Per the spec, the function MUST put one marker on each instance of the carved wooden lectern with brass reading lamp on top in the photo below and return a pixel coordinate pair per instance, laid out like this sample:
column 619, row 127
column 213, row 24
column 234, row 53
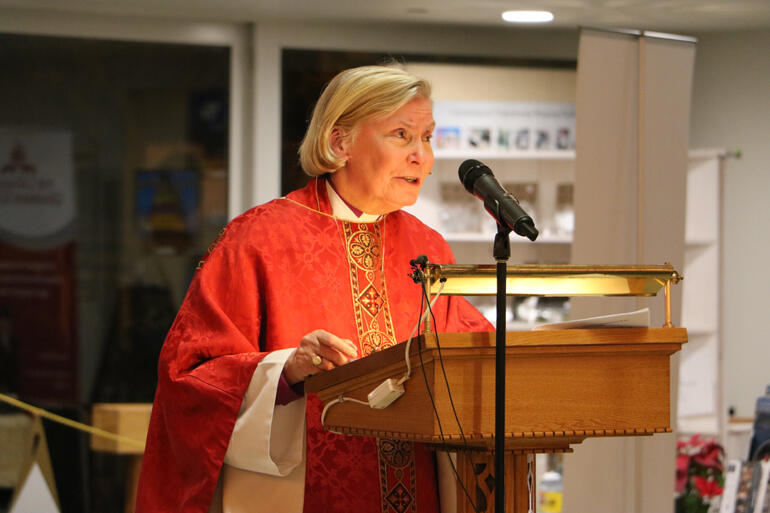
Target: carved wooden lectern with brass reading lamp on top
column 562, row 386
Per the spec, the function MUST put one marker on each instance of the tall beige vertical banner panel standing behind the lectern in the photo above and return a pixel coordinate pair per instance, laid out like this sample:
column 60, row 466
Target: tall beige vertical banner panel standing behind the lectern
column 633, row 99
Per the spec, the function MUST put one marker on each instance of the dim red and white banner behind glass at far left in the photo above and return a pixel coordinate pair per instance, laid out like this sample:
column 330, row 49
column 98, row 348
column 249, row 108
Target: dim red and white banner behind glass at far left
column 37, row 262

········

Exactly the lines from the one with "column 213, row 24" through the end of the listing above are to be repeated, with no pictures.

column 213, row 24
column 234, row 53
Target: carved wooden lectern with brass reading lamp on top
column 562, row 386
Per the spec, the function MUST put one marker on each instance of the tall beige vertical banner panel standing behind the lectern in the photo above and return a pixel coordinate pair per instance, laid out like this sample:
column 60, row 466
Target: tall beige vertical banner panel standing behind the lectern
column 633, row 99
Per the spec, the function MUST put one marker on each instance of the dim red and white banner behind glass at far left in the photo above and return a pixel coordinate pair per instance, laid out like this sample:
column 330, row 49
column 98, row 348
column 249, row 108
Target: dim red and white banner behind glass at far left
column 37, row 262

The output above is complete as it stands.